> **GIVEN EXERCISE**: Reproduce all of the records below with every "Target" swapped for "Label" and nothing else changed. Omit the pictures from the output.

> **TASK MATERIAL**:
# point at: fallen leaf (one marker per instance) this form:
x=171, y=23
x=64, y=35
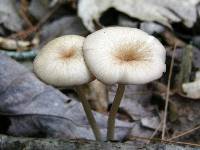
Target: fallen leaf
x=34, y=108
x=9, y=16
x=164, y=12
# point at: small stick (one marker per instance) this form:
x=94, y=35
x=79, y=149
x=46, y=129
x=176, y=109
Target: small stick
x=167, y=94
x=88, y=112
x=165, y=141
x=184, y=133
x=113, y=112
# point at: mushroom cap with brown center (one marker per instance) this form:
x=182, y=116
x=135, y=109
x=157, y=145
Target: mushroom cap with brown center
x=124, y=55
x=60, y=62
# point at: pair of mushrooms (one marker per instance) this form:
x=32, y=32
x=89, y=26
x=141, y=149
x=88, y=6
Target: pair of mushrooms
x=113, y=55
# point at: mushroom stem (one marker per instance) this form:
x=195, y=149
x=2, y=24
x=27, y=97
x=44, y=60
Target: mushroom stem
x=113, y=112
x=88, y=112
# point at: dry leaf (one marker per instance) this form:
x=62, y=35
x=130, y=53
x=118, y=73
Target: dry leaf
x=164, y=12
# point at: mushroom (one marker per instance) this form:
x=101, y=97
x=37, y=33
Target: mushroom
x=123, y=55
x=60, y=63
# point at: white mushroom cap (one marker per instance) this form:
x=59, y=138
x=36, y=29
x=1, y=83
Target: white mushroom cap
x=60, y=62
x=124, y=55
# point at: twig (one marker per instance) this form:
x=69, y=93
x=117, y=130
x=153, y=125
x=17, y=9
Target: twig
x=167, y=93
x=23, y=12
x=154, y=133
x=165, y=141
x=184, y=133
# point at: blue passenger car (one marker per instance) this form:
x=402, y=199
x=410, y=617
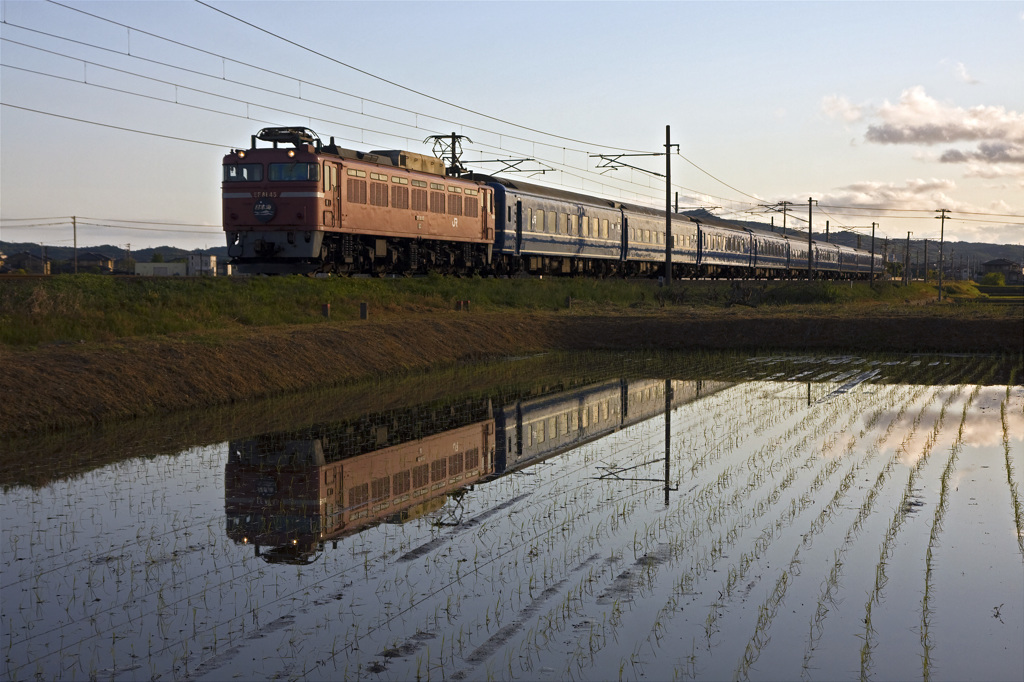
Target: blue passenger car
x=644, y=238
x=540, y=229
x=725, y=252
x=771, y=255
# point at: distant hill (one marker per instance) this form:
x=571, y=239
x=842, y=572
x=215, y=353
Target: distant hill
x=977, y=252
x=116, y=253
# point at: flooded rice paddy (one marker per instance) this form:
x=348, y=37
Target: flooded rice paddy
x=555, y=518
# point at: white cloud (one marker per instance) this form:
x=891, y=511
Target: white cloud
x=919, y=119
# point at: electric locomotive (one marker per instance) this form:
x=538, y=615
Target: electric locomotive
x=310, y=208
x=320, y=208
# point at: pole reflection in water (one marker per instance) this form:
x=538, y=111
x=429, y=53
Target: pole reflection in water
x=792, y=516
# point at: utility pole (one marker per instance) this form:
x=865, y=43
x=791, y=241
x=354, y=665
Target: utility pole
x=942, y=233
x=906, y=260
x=668, y=205
x=872, y=251
x=810, y=249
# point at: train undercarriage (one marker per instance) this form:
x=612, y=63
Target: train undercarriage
x=314, y=253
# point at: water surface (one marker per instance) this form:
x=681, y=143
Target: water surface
x=589, y=517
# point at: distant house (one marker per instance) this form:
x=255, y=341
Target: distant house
x=29, y=262
x=1011, y=270
x=91, y=259
x=160, y=269
x=202, y=265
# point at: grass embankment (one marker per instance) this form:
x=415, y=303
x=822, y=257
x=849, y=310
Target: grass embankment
x=73, y=308
x=84, y=349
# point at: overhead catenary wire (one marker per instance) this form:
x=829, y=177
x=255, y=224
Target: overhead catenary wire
x=300, y=81
x=647, y=192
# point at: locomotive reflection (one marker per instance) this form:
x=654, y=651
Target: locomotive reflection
x=289, y=494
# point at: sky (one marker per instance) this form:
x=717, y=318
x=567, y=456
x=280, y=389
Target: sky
x=119, y=113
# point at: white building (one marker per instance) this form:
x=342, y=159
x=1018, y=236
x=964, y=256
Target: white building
x=160, y=269
x=202, y=265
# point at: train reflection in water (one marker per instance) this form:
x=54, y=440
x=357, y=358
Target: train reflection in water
x=288, y=494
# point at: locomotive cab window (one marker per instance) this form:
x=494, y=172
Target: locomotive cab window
x=294, y=172
x=244, y=173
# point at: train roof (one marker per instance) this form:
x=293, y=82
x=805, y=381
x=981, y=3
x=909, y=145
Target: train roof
x=563, y=195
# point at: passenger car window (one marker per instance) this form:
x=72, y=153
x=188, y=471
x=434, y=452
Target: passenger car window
x=243, y=173
x=294, y=172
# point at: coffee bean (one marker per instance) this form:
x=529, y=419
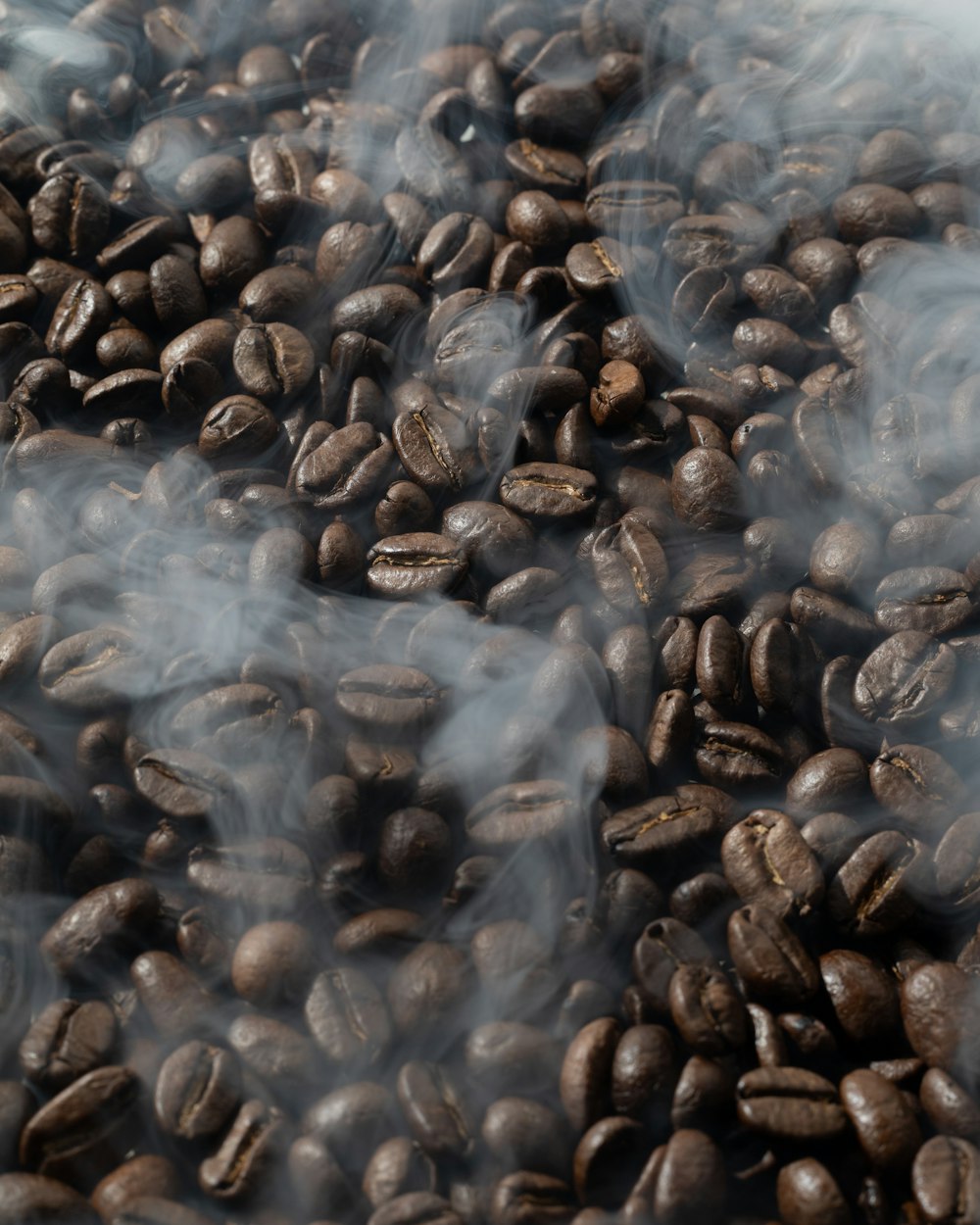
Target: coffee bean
x=769, y=956
x=946, y=1180
x=81, y=1126
x=65, y=1042
x=790, y=1103
x=767, y=860
x=25, y=1197
x=249, y=1146
x=197, y=1091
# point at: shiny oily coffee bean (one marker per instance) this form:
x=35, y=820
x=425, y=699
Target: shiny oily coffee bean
x=239, y=1165
x=767, y=860
x=769, y=958
x=792, y=1103
x=197, y=1091
x=388, y=697
x=549, y=491
x=83, y=1125
x=946, y=1180
x=707, y=1009
x=876, y=888
x=930, y=599
x=861, y=993
x=917, y=785
x=348, y=1018
x=33, y=1197
x=885, y=1123
x=272, y=361
x=68, y=1039
x=415, y=564
x=905, y=679
x=584, y=1084
x=738, y=755
x=435, y=1108
x=107, y=919
x=689, y=819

> **ANSWER FOR THIS EXERCISE**:
# point at: fallen leaf (one marker per instance) this form:
x=171, y=23
x=64, y=35
Label: fallen leaf
x=34, y=108
x=9, y=16
x=164, y=12
# point at: small stick (one marker per instance) this form:
x=94, y=35
x=79, y=149
x=46, y=129
x=176, y=109
Label: small stick
x=167, y=94
x=88, y=112
x=165, y=141
x=184, y=133
x=113, y=112
# point at: mushroom cap with brown center (one marker per instance) this form:
x=182, y=116
x=135, y=109
x=157, y=145
Label: mushroom cap with brown center
x=124, y=55
x=60, y=62
# point at: pair of mushrooms (one marker per instance) this form:
x=32, y=32
x=89, y=26
x=141, y=149
x=88, y=6
Label: pair of mushrooms
x=113, y=55
# point at: mushroom stem (one marker per instance) this form:
x=195, y=149
x=2, y=24
x=27, y=97
x=44, y=60
Label: mushroom stem
x=113, y=112
x=88, y=112
# point at: dry leaf (one marker per instance) this form:
x=62, y=35
x=130, y=53
x=118, y=73
Label: dry leaf
x=164, y=12
# point at: mushroom (one marker per instance) this form:
x=101, y=97
x=37, y=33
Label: mushroom
x=123, y=55
x=60, y=63
# point at: white mushroom cap (one marker per instance) this form:
x=59, y=138
x=36, y=29
x=1, y=83
Label: white mushroom cap
x=60, y=62
x=124, y=55
# point at: twig (one marker per instance) this form:
x=69, y=93
x=117, y=130
x=153, y=125
x=17, y=9
Label: twig
x=167, y=93
x=23, y=12
x=154, y=133
x=165, y=141
x=184, y=133
# point at: blue passenger car (one marker per instance) this form:
x=402, y=199
x=410, y=617
Label: blue passenger car
x=644, y=238
x=540, y=229
x=725, y=252
x=771, y=255
# point at: distant hill (one marker per instance) this form:
x=571, y=239
x=842, y=572
x=215, y=353
Label: distant hill
x=977, y=252
x=116, y=253
# point at: flooded rice paddy (one marker per instance) this form:
x=348, y=37
Label: flooded rice paddy
x=555, y=518
# point at: white cloud (one marker per instance) this form:
x=891, y=511
Label: white cloud
x=919, y=119
# point at: electric locomotive (one marker per instance) this form:
x=538, y=615
Label: electric locomotive
x=310, y=208
x=320, y=208
# point at: pole reflection in water (one marker per instance) this form:
x=538, y=111
x=429, y=53
Label: pole reflection in water
x=792, y=516
# point at: utility pole (one marker per instance) this form:
x=865, y=43
x=791, y=241
x=354, y=665
Label: utility pole
x=942, y=233
x=906, y=260
x=668, y=205
x=872, y=251
x=810, y=249
# point at: train undercarriage (one marker per instance) this form:
x=612, y=63
Label: train undercarriage
x=314, y=253
# point at: water surface (one marker per instance) this form:
x=681, y=143
Label: water surface
x=589, y=517
# point at: distant house (one marker per instance) this form:
x=255, y=341
Label: distant house
x=29, y=262
x=1011, y=270
x=91, y=259
x=160, y=269
x=202, y=265
# point at: grass embankment (one marker per instance) this form:
x=415, y=303
x=822, y=257
x=849, y=310
Label: grass embankment
x=73, y=308
x=84, y=349
# point at: overhead catenary wire (one marker per instance) this form:
x=829, y=177
x=255, y=224
Label: overhead catenary wire
x=300, y=81
x=647, y=192
# point at: locomotive reflection (one marker per instance) this form:
x=654, y=651
Label: locomotive reflection
x=289, y=494
# point at: sky (one marker per instance) this form:
x=717, y=318
x=567, y=456
x=280, y=389
Label: sky
x=119, y=113
# point at: white building (one marker per instance) this form:
x=342, y=159
x=1018, y=236
x=964, y=256
Label: white building
x=160, y=269
x=202, y=265
# point at: train reflection in water (one marker per instance) this form:
x=54, y=440
x=357, y=358
Label: train reflection in water
x=288, y=494
# point at: locomotive cab window (one marker per instance) this form:
x=494, y=172
Label: locomotive cab window
x=294, y=172
x=244, y=173
# point at: train roof (one marker per instance) this form:
x=293, y=82
x=805, y=381
x=981, y=3
x=909, y=145
Label: train roof
x=563, y=195
# point at: passenger car window (one marker per instance) this form:
x=72, y=153
x=188, y=471
x=434, y=452
Label: passenger car window
x=243, y=173
x=294, y=172
# point at: coffee bean (one marker per instance) this form:
x=529, y=419
Label: coffee bean
x=769, y=956
x=946, y=1180
x=81, y=1126
x=65, y=1042
x=790, y=1103
x=767, y=860
x=25, y=1197
x=249, y=1146
x=197, y=1091
# point at: shiny oily coffee bean (one marker per instance) this form:
x=35, y=820
x=425, y=699
Label: shiny oily coffee bean
x=239, y=1165
x=767, y=860
x=769, y=958
x=792, y=1103
x=197, y=1091
x=388, y=697
x=549, y=491
x=83, y=1125
x=946, y=1180
x=707, y=1009
x=876, y=888
x=930, y=599
x=861, y=993
x=917, y=785
x=348, y=1018
x=33, y=1197
x=885, y=1123
x=272, y=361
x=68, y=1039
x=415, y=564
x=905, y=679
x=584, y=1084
x=738, y=755
x=435, y=1108
x=107, y=919
x=689, y=819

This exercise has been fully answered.